=== Excerpt to read ===

Father wants evidence retested in cold case

Murder Mystery

BONHAM - Investigators say Jennifer Harris-Holman's murder is laced with sickening details.

"They could have shot her," said Jim Holloway, a private investigator. "They could have stabbed her. They didn't have to do what they did."

Harris-Holman, 28, was Jerry Harris' oldest child. She used to live in Lewisville and co-owned a wellness center in Frisco.

But on Mother's Day in 2002, Harris-Holman was murdered in Fannin County, which was where she had recently moved in with her grandmother. Six days later, fishermen found her nude body in the Red River.

"Justice will never be served because I'm not going to get Jennifer back," Harris said.

Harris, 61, said he thinks his daughter was newly pregnant at the time of her death.

While Harris-Holman's autopsy didn't detail exactly how she died, it revealed a violent killer and an "extremely unusual" crime.

According to the autopsy, her uterus was missing. It is thought to have been removed by the killer.

===

**Exercise requirements**
**1.** Answer these from the cold case article:
(a) How old was Harris-Holman?
(b) What kind of business did she co-own, and in which city?
(c) Where did fishermen find her body?
**2.** Set down everything in the cold case article from "But on Mother's" down to "of her death.".
The data after this point comes from another source and is unrelated to the cold case article.

=== Provided records ===

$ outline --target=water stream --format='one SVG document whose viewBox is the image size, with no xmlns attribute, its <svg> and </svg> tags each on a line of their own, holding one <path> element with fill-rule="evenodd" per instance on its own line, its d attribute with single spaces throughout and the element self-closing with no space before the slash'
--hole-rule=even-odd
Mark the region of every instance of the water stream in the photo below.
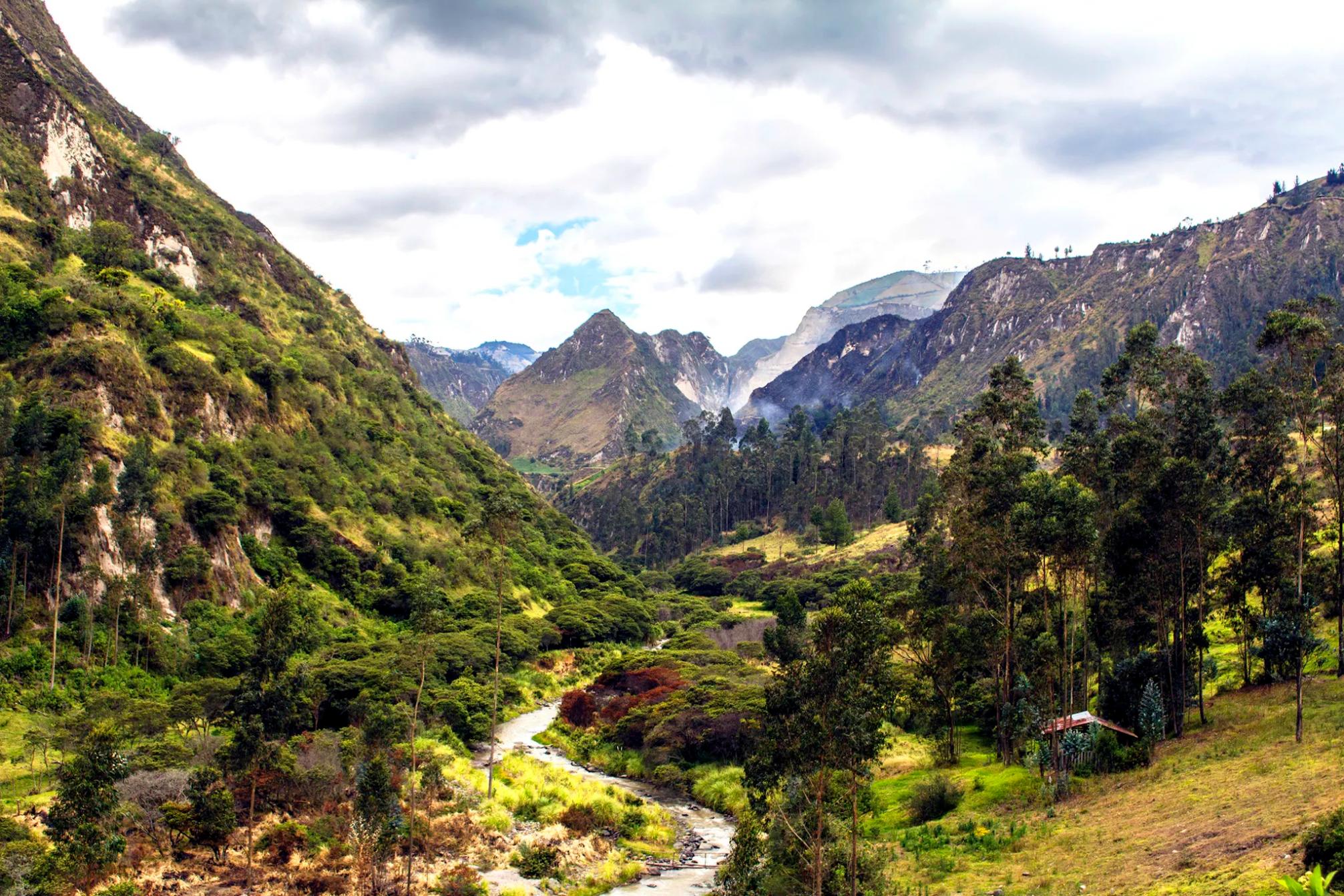
<svg viewBox="0 0 1344 896">
<path fill-rule="evenodd" d="M 559 766 L 581 778 L 629 790 L 663 806 L 683 829 L 683 834 L 677 840 L 681 849 L 680 860 L 675 868 L 667 868 L 633 884 L 617 887 L 610 891 L 613 896 L 634 896 L 636 893 L 699 896 L 710 889 L 714 884 L 714 870 L 728 854 L 732 821 L 676 791 L 656 787 L 642 780 L 589 771 L 583 766 L 570 762 L 559 750 L 539 744 L 535 740 L 536 735 L 550 727 L 558 711 L 558 704 L 552 703 L 501 724 L 497 736 L 500 748 L 505 752 L 521 748 L 534 759 Z"/>
</svg>

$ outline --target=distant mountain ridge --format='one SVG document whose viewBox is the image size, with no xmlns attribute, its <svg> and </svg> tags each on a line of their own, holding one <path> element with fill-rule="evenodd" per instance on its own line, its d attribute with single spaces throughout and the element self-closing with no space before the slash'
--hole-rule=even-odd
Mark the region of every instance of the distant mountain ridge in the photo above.
<svg viewBox="0 0 1344 896">
<path fill-rule="evenodd" d="M 1047 416 L 1095 387 L 1125 332 L 1159 325 L 1214 365 L 1247 369 L 1266 312 L 1289 298 L 1340 294 L 1344 187 L 1301 184 L 1242 215 L 1067 259 L 1000 258 L 965 275 L 937 313 L 845 326 L 755 390 L 742 419 L 876 399 L 896 420 L 934 431 L 978 392 L 989 368 L 1019 356 Z"/>
<path fill-rule="evenodd" d="M 501 383 L 472 422 L 500 454 L 562 469 L 624 453 L 628 427 L 681 438 L 681 422 L 727 399 L 728 361 L 703 333 L 636 333 L 610 310 Z"/>
<path fill-rule="evenodd" d="M 840 290 L 821 305 L 809 308 L 797 329 L 775 351 L 742 364 L 728 395 L 728 406 L 741 408 L 754 390 L 788 372 L 841 326 L 879 314 L 896 314 L 906 320 L 933 314 L 942 308 L 962 275 L 961 271 L 899 270 Z"/>
<path fill-rule="evenodd" d="M 481 343 L 457 349 L 411 337 L 406 357 L 425 390 L 460 423 L 470 423 L 499 384 L 540 357 L 521 343 Z"/>
</svg>

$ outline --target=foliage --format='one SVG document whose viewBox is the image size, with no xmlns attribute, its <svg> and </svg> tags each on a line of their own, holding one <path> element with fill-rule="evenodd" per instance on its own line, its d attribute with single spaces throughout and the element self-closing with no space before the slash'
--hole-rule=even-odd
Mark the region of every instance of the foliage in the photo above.
<svg viewBox="0 0 1344 896">
<path fill-rule="evenodd" d="M 1317 821 L 1302 838 L 1302 864 L 1344 869 L 1344 806 Z"/>
<path fill-rule="evenodd" d="M 116 826 L 117 782 L 125 776 L 126 759 L 110 725 L 94 728 L 60 770 L 47 833 L 59 866 L 86 892 L 126 846 Z"/>
<path fill-rule="evenodd" d="M 513 866 L 523 877 L 555 877 L 560 868 L 560 854 L 555 846 L 523 844 L 517 848 Z"/>
<path fill-rule="evenodd" d="M 1286 889 L 1292 896 L 1328 896 L 1331 891 L 1331 881 L 1335 880 L 1336 872 L 1329 875 L 1321 873 L 1321 866 L 1317 865 L 1312 868 L 1301 879 L 1294 880 L 1292 877 L 1279 877 L 1278 885 Z"/>
<path fill-rule="evenodd" d="M 910 791 L 907 807 L 914 823 L 937 821 L 961 803 L 961 789 L 948 775 L 931 775 Z"/>
</svg>

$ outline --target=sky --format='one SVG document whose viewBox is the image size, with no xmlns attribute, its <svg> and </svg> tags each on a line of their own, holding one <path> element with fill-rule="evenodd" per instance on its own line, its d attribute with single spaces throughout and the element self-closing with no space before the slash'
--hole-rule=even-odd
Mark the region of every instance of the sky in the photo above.
<svg viewBox="0 0 1344 896">
<path fill-rule="evenodd" d="M 839 289 L 1087 253 L 1344 160 L 1337 3 L 47 0 L 390 336 L 610 308 L 731 353 Z"/>
</svg>

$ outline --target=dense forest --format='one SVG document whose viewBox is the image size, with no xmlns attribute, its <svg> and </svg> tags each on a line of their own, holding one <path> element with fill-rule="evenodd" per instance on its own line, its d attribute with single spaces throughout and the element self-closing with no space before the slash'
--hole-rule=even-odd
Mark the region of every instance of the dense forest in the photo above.
<svg viewBox="0 0 1344 896">
<path fill-rule="evenodd" d="M 1292 736 L 1310 737 L 1306 669 L 1344 674 L 1322 637 L 1344 626 L 1335 321 L 1327 298 L 1273 312 L 1263 367 L 1222 392 L 1206 363 L 1140 325 L 1101 395 L 1078 395 L 1056 451 L 1019 361 L 995 367 L 915 520 L 918 576 L 856 579 L 806 621 L 788 610 L 792 590 L 775 599 L 766 643 L 781 674 L 726 891 L 880 885 L 857 841 L 883 720 L 929 732 L 948 766 L 970 721 L 1004 766 L 1039 768 L 1051 801 L 1075 772 L 1148 764 L 1159 742 L 1207 725 L 1207 681 L 1223 674 L 1207 653 L 1215 615 L 1235 677 L 1290 682 Z M 1136 733 L 1050 721 L 1087 708 Z M 937 818 L 957 798 L 917 795 L 911 811 L 931 802 Z"/>
</svg>

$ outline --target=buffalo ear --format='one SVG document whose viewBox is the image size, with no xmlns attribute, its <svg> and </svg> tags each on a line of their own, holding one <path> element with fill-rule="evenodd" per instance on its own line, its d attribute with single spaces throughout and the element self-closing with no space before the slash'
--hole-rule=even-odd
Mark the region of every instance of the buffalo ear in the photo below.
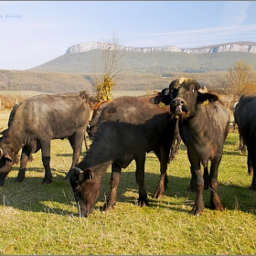
<svg viewBox="0 0 256 256">
<path fill-rule="evenodd" d="M 5 158 L 6 158 L 9 162 L 13 162 L 12 157 L 7 153 L 4 153 L 3 155 Z"/>
<path fill-rule="evenodd" d="M 219 101 L 219 97 L 212 93 L 201 93 L 198 91 L 197 103 L 203 104 L 206 101 Z"/>
<path fill-rule="evenodd" d="M 83 172 L 85 179 L 92 179 L 93 175 L 91 169 L 86 169 Z"/>
<path fill-rule="evenodd" d="M 79 182 L 85 181 L 86 179 L 92 179 L 93 175 L 91 169 L 85 169 L 79 175 Z"/>
</svg>

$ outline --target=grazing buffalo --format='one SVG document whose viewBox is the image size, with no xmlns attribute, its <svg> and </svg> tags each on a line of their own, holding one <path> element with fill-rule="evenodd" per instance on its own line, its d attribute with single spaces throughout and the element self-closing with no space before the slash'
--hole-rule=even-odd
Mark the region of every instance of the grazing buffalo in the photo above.
<svg viewBox="0 0 256 256">
<path fill-rule="evenodd" d="M 206 88 L 205 88 L 206 89 Z M 203 189 L 210 187 L 210 203 L 215 209 L 223 206 L 218 196 L 218 169 L 223 144 L 229 133 L 229 115 L 217 95 L 200 88 L 197 81 L 177 79 L 169 85 L 171 112 L 179 122 L 179 132 L 187 146 L 192 175 L 191 186 L 197 197 L 191 213 L 200 215 L 205 208 Z M 208 164 L 211 162 L 208 176 Z M 201 174 L 200 165 L 204 167 Z"/>
<path fill-rule="evenodd" d="M 18 105 L 10 126 L 0 143 L 0 186 L 22 148 L 21 167 L 16 180 L 25 177 L 26 165 L 31 154 L 42 151 L 45 167 L 43 183 L 52 182 L 49 167 L 50 141 L 68 137 L 73 149 L 72 165 L 79 162 L 91 108 L 85 91 L 31 97 Z"/>
<path fill-rule="evenodd" d="M 167 105 L 170 103 L 169 99 L 168 99 L 169 95 L 170 95 L 170 91 L 168 88 L 165 88 L 161 91 L 154 91 L 154 92 L 155 94 L 158 94 L 159 96 L 162 96 L 162 99 L 161 99 L 162 102 L 165 102 Z M 176 158 L 176 155 L 178 154 L 180 144 L 181 144 L 181 137 L 180 137 L 179 130 L 178 130 L 178 122 L 176 122 L 174 139 L 172 142 L 170 156 L 169 156 L 170 161 L 173 161 Z"/>
<path fill-rule="evenodd" d="M 236 106 L 233 109 L 233 115 L 234 115 L 234 123 L 235 123 L 235 124 L 238 125 L 239 124 L 239 102 L 236 103 Z M 244 144 L 243 139 L 241 137 L 239 125 L 238 125 L 238 130 L 239 130 L 239 134 L 240 134 L 239 150 L 240 150 L 243 154 L 245 154 L 247 151 L 247 148 L 246 148 L 246 144 Z M 234 131 L 234 127 L 233 127 L 233 131 Z"/>
<path fill-rule="evenodd" d="M 92 212 L 101 177 L 110 165 L 111 192 L 103 210 L 115 206 L 121 170 L 133 160 L 136 163 L 135 177 L 139 185 L 138 205 L 147 205 L 144 162 L 145 155 L 150 151 L 157 155 L 161 170 L 154 197 L 160 197 L 164 193 L 175 122 L 170 122 L 169 106 L 158 104 L 157 97 L 121 97 L 102 111 L 89 152 L 69 174 L 80 216 L 87 217 Z"/>
<path fill-rule="evenodd" d="M 236 117 L 235 117 L 235 111 L 236 111 L 236 107 L 238 105 L 238 102 L 235 102 L 232 106 L 232 112 L 233 112 L 233 116 L 234 116 L 234 121 L 233 121 L 233 132 L 236 131 L 236 125 L 238 125 L 238 123 L 236 121 Z"/>
<path fill-rule="evenodd" d="M 256 190 L 256 93 L 243 94 L 240 97 L 238 119 L 239 131 L 247 146 L 249 174 L 253 170 L 250 187 Z"/>
<path fill-rule="evenodd" d="M 89 123 L 89 125 L 87 127 L 87 133 L 89 137 L 91 139 L 95 132 L 98 128 L 99 123 L 99 118 L 102 112 L 102 111 L 111 103 L 110 101 L 102 101 L 96 104 L 96 106 L 93 109 L 91 120 Z"/>
</svg>

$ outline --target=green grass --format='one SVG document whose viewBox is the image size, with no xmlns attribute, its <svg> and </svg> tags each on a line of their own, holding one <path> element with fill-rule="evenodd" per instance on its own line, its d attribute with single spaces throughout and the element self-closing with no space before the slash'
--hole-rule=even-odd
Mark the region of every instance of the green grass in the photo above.
<svg viewBox="0 0 256 256">
<path fill-rule="evenodd" d="M 190 171 L 182 144 L 168 165 L 169 187 L 160 200 L 152 197 L 159 165 L 150 153 L 145 165 L 148 207 L 136 206 L 132 162 L 123 170 L 115 209 L 101 211 L 110 190 L 109 168 L 94 211 L 81 219 L 71 187 L 63 179 L 71 163 L 70 146 L 67 140 L 52 141 L 52 184 L 41 185 L 44 169 L 37 153 L 23 183 L 14 183 L 15 165 L 1 188 L 0 254 L 254 254 L 256 194 L 249 189 L 251 176 L 238 145 L 238 133 L 229 133 L 219 172 L 223 212 L 209 208 L 210 192 L 206 190 L 203 215 L 189 214 L 195 194 L 187 192 Z"/>
</svg>

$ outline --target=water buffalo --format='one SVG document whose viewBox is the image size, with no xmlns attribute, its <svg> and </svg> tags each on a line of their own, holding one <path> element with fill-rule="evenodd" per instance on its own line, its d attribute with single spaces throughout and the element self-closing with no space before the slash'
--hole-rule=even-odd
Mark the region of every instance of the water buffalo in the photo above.
<svg viewBox="0 0 256 256">
<path fill-rule="evenodd" d="M 235 102 L 232 106 L 232 112 L 233 112 L 233 116 L 234 116 L 234 120 L 233 120 L 233 132 L 236 131 L 236 125 L 238 125 L 238 123 L 236 121 L 236 117 L 235 117 L 235 111 L 236 111 L 236 107 L 238 105 L 238 102 Z"/>
<path fill-rule="evenodd" d="M 205 208 L 203 189 L 210 187 L 210 203 L 213 208 L 222 210 L 218 196 L 218 169 L 223 153 L 223 144 L 229 133 L 229 115 L 219 102 L 217 95 L 203 91 L 199 83 L 190 79 L 177 79 L 169 85 L 170 109 L 173 118 L 178 120 L 179 132 L 187 146 L 195 187 L 196 201 L 191 213 L 200 215 Z M 208 163 L 211 162 L 208 176 Z M 200 165 L 204 167 L 201 174 Z"/>
<path fill-rule="evenodd" d="M 87 98 L 85 91 L 79 94 L 41 94 L 18 105 L 0 143 L 0 186 L 4 185 L 11 166 L 16 163 L 21 148 L 21 167 L 16 180 L 24 179 L 29 155 L 41 149 L 45 167 L 43 183 L 51 183 L 50 141 L 54 139 L 68 137 L 73 149 L 70 167 L 73 168 L 79 162 L 91 111 L 86 102 Z"/>
<path fill-rule="evenodd" d="M 253 170 L 251 188 L 256 190 L 256 93 L 243 94 L 239 101 L 238 126 L 248 151 L 248 172 Z"/>
<path fill-rule="evenodd" d="M 168 99 L 170 95 L 170 91 L 168 88 L 165 88 L 161 91 L 154 91 L 154 92 L 159 96 L 162 96 L 161 99 L 162 102 L 165 102 L 165 104 L 167 105 L 170 103 Z M 176 130 L 175 130 L 174 139 L 171 145 L 170 156 L 169 156 L 170 161 L 176 158 L 176 155 L 178 154 L 180 144 L 181 144 L 181 137 L 178 130 L 178 122 L 176 122 Z"/>
<path fill-rule="evenodd" d="M 92 139 L 93 134 L 97 131 L 98 123 L 99 123 L 99 118 L 102 112 L 102 111 L 111 103 L 110 101 L 102 101 L 96 104 L 96 106 L 93 109 L 91 120 L 89 123 L 89 125 L 87 127 L 87 133 L 91 139 Z"/>
<path fill-rule="evenodd" d="M 247 148 L 246 148 L 246 144 L 243 142 L 243 139 L 241 137 L 240 128 L 239 128 L 239 102 L 236 103 L 236 106 L 233 110 L 233 114 L 234 114 L 234 123 L 235 123 L 235 124 L 238 125 L 239 135 L 240 135 L 239 150 L 240 150 L 243 154 L 245 154 L 247 152 Z"/>
<path fill-rule="evenodd" d="M 170 122 L 169 106 L 161 106 L 157 96 L 121 97 L 102 112 L 101 121 L 84 159 L 69 173 L 80 216 L 89 216 L 95 206 L 101 180 L 112 165 L 111 192 L 103 210 L 116 204 L 122 168 L 134 159 L 135 177 L 139 185 L 139 206 L 148 204 L 144 187 L 145 155 L 154 151 L 160 161 L 160 181 L 154 197 L 164 193 L 166 169 L 175 122 Z"/>
</svg>

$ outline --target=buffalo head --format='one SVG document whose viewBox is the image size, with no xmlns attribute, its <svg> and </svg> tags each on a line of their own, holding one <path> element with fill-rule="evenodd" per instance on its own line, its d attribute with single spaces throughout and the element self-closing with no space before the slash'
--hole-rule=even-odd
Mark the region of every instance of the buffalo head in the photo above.
<svg viewBox="0 0 256 256">
<path fill-rule="evenodd" d="M 202 89 L 197 80 L 187 78 L 173 80 L 169 91 L 170 111 L 176 119 L 192 118 L 198 104 L 205 105 L 219 100 L 217 95 L 208 93 L 206 87 Z"/>
<path fill-rule="evenodd" d="M 80 217 L 89 217 L 100 194 L 100 183 L 95 182 L 91 169 L 73 168 L 69 182 Z"/>
</svg>

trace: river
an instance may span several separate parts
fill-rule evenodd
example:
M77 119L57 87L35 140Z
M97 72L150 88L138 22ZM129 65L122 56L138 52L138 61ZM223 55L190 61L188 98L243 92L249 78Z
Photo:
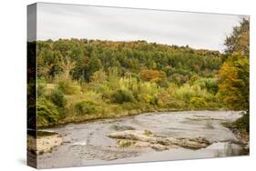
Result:
M44 129L58 133L62 146L52 153L38 156L38 168L196 159L242 156L245 152L233 133L222 122L241 116L234 111L182 111L146 113L134 116L67 124ZM152 148L116 147L117 140L108 134L133 128L150 130L171 137L205 137L212 144L198 150L177 148L156 151Z

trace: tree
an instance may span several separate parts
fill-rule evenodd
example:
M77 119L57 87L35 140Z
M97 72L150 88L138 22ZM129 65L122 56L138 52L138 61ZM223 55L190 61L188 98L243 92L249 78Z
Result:
M227 60L220 72L218 96L230 109L244 110L245 115L234 122L239 129L249 132L249 37L250 22L243 18L239 26L233 28L230 36L226 38L225 53Z
M166 74L163 71L143 69L140 74L140 77L144 81L151 81L155 79L164 79L166 78Z
M250 52L250 21L242 18L240 25L233 27L232 34L226 37L224 45L226 45L225 53L231 55L234 52L241 52L242 55L249 56Z
M249 108L249 60L235 53L222 65L220 72L219 96L230 109Z
M91 75L99 69L102 68L101 61L97 58L96 56L93 56L89 59L88 65L87 65L87 78L88 80L91 79Z

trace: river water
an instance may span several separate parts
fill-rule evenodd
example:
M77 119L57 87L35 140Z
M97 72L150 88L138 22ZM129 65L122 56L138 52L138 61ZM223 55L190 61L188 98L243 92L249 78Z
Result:
M38 156L39 168L223 157L246 155L233 133L222 122L241 117L234 111L146 113L44 129L62 136L64 144ZM172 137L205 137L213 142L198 150L177 148L155 151L148 147L116 147L108 135L125 129L150 130Z

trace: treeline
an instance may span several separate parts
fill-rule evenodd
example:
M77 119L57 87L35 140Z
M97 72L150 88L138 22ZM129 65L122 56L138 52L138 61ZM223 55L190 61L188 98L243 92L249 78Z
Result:
M68 68L72 79L90 82L96 71L116 67L120 76L138 76L143 69L164 72L167 79L186 83L192 75L213 77L222 64L218 51L159 45L146 41L71 39L37 42L38 76L52 80Z
M39 126L228 108L220 97L227 53L146 41L59 39L36 46Z

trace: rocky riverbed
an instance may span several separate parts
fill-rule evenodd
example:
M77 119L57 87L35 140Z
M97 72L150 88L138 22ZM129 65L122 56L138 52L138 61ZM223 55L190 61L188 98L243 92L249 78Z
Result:
M241 116L233 111L147 113L68 124L56 132L60 146L38 156L39 168L192 159L248 155L223 126Z

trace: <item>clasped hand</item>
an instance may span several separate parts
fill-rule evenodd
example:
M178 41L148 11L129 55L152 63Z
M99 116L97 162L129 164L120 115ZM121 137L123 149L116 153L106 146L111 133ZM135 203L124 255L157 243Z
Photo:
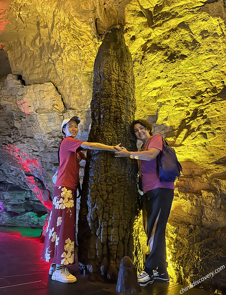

===

**Answers to the tasks**
**1.**
(a) 28
(b) A wellness center in Frisco
(c) In the Red River

**2.**
But on Mother's Day in 2002, Harris-Holman was murdered in Fannin County, which was where she had recently moved in with her grandmother. Six days later, fishermen found her nude body in the Red River.

"Justice will never be served because I'm not going to get Jennifer back," Harris said.

Harris, 61, said he thinks his daughter was newly pregnant at the time of her death.